> **Tasks to perform**:
(a) From the article on Sen. Rick Scott and Florida's reopening, copy the passage that begins with the words "COVID-19 is making" and ends after the words "to happen regardless.".
(b) Pick up the article on Sen. Rick Scott and Florida's reopening after its final sentence and keep writing it.

COVID-19 is making what could be called a comeback in Florida, with positive tests piling up. But Sen. Rick Scott says reopening needs to happen regardless.
“I talk to Floridians every day. They want to get back to their jobs. They want to do this safely,” Scott said on the Fox News Channel Tuesday.
“As I go around our state,” Scott said from D.C., “people are wearing their masks. They’re social distancing. And they’re getting their businesses open again.”
“I think people know there’s a risk of coronavirus,” Scott said. “And they’re working to do everything they want to do as safely as possible, whether it’s going to work, opening up their business, going to church, they want to do it as safely as possible.”
“That’s what’s going to happen in our state. We’re going to reopen our state and reopen our economy,” the Senator added. “We cannot keep our economy closed forever.”
The Senator, who served for eight years as Governor, did not mention conversations with Gov. Ron DeSantis or any currently elected state officials about the subject.
The strained relationship between the past and present Republican Governors notwithstanding, Scott’s big-picture endorsement of the state ramping up reopening comes at a pivotal time, with Florida’s COVID-19 case count increasing.
State COVID-19 data released Tuesday morning showed a record number of new diagnoses on Monday.

[Region pointing data]
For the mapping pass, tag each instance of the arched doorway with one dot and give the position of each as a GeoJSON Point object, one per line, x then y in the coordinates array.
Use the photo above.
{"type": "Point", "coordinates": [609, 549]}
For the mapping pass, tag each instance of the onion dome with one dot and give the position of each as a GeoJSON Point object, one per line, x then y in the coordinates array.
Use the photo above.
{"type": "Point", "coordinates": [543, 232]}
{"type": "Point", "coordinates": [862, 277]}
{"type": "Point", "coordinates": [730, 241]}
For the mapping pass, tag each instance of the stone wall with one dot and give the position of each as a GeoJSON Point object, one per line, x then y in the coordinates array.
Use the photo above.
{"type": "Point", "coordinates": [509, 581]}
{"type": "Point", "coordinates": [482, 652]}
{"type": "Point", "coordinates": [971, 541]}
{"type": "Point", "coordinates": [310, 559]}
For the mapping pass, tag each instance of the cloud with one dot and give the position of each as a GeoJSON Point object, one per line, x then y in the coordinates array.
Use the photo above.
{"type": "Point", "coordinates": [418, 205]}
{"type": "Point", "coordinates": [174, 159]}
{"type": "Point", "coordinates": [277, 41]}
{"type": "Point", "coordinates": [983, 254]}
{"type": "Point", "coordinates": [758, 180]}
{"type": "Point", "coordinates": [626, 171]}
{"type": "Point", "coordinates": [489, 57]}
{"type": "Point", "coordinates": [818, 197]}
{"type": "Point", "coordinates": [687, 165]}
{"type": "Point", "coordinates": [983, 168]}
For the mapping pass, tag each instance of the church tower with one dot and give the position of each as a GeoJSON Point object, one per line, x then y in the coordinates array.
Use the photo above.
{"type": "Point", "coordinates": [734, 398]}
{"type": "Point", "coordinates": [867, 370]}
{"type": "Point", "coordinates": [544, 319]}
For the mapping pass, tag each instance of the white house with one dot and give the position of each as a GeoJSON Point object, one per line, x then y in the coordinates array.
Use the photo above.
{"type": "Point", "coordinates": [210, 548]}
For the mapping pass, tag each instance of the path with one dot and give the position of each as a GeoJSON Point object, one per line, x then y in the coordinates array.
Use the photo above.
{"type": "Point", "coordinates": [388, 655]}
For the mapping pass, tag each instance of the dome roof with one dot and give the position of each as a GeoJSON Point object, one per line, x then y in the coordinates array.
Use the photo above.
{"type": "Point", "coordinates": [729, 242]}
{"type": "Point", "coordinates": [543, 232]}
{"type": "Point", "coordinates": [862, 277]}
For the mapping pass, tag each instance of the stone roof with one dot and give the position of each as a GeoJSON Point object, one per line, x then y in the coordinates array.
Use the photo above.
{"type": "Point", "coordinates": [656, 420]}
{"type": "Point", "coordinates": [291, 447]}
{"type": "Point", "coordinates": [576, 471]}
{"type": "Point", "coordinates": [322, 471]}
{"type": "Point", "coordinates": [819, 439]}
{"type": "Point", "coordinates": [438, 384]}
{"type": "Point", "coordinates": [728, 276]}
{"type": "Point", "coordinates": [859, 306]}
...
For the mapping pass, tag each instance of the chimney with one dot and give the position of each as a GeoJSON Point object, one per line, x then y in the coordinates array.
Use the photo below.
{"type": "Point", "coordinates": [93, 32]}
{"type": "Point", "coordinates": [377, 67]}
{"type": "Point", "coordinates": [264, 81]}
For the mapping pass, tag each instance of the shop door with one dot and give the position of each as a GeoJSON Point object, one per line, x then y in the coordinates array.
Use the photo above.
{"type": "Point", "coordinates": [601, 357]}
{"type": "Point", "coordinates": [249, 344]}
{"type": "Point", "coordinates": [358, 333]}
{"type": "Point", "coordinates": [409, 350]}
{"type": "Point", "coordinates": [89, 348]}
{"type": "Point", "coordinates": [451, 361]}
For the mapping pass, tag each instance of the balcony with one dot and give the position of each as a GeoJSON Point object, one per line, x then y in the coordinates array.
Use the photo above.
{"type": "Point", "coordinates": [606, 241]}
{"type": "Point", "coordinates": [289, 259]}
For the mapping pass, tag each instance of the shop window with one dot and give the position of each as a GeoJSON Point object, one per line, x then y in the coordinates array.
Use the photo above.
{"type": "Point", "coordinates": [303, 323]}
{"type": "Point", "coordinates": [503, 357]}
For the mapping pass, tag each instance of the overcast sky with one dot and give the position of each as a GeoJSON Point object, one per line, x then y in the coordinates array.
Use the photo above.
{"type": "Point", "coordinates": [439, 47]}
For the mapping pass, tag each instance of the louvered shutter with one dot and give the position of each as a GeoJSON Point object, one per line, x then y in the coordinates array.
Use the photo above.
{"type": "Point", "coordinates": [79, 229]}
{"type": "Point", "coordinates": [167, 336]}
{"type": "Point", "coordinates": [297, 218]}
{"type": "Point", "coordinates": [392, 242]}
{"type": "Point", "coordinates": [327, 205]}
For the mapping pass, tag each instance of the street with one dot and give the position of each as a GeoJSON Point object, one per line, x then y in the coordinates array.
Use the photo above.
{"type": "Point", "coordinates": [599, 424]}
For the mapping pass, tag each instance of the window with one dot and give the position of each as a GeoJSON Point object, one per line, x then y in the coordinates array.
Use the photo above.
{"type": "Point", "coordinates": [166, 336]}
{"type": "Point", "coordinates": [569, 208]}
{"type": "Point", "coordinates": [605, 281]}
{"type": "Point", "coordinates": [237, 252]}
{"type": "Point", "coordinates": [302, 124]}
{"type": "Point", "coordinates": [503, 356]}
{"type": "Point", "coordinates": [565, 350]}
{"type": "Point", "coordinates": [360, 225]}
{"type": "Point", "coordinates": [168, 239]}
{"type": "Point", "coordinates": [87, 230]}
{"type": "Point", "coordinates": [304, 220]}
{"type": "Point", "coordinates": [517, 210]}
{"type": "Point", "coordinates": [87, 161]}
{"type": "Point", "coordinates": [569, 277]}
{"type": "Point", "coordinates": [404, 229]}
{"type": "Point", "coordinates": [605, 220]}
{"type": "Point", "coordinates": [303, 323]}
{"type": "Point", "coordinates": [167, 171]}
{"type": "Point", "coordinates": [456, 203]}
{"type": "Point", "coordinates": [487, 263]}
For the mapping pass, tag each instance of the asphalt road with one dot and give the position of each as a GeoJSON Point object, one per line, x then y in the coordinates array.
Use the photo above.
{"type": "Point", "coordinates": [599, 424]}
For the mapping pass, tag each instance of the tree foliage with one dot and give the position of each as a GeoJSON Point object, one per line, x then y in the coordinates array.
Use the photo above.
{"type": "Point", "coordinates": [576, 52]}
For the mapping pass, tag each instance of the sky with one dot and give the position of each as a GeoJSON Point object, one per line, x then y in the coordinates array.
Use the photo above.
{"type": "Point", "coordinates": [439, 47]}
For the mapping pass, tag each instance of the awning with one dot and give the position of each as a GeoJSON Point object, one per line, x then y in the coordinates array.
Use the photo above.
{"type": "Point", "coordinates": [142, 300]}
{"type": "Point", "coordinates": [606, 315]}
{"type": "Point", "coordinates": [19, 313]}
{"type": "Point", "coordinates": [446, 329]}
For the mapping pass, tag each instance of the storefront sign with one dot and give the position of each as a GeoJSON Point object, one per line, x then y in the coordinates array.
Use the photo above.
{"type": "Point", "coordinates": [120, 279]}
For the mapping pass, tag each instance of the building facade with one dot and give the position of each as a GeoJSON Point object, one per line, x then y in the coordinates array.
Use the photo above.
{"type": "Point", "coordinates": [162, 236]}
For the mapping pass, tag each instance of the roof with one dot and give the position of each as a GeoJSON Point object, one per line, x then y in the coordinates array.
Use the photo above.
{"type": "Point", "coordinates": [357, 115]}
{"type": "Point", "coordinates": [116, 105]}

> **Results of the exercise**:
(a)
COVID-19 is making what could be called a comeback in Florida, with positive tests piling up. But Sen. Rick Scott says reopening needs to happen regardless.

(b)
Nearly 3,100 have died from COVID-19, with 55 on Tuesday, raising the death toll to 3,085. And 12,489 people have been hospitalized, 474 more hospitalizations than reported Monday.
With the Republican National Convention coming to Florida, Republicans can be expected to walk the line on case data. However, as new records are set, it is inevitable that more questions will be asked, including from traditionally friendly conservative media outlets.
Further complicating Scott’s initial claim: polling data showing ambivalence about reopening. A Florida Politics Influencer Poll showed a net +7 in favor of reopening, 45% supportive compared to 38% against.
Republicans, as a rule, were more ready to reopen than Democrats.
Democrats, by a 66% to 18% margin, wanted to slow down. Republicans felt the opposite, with 65% preferring to stay the course.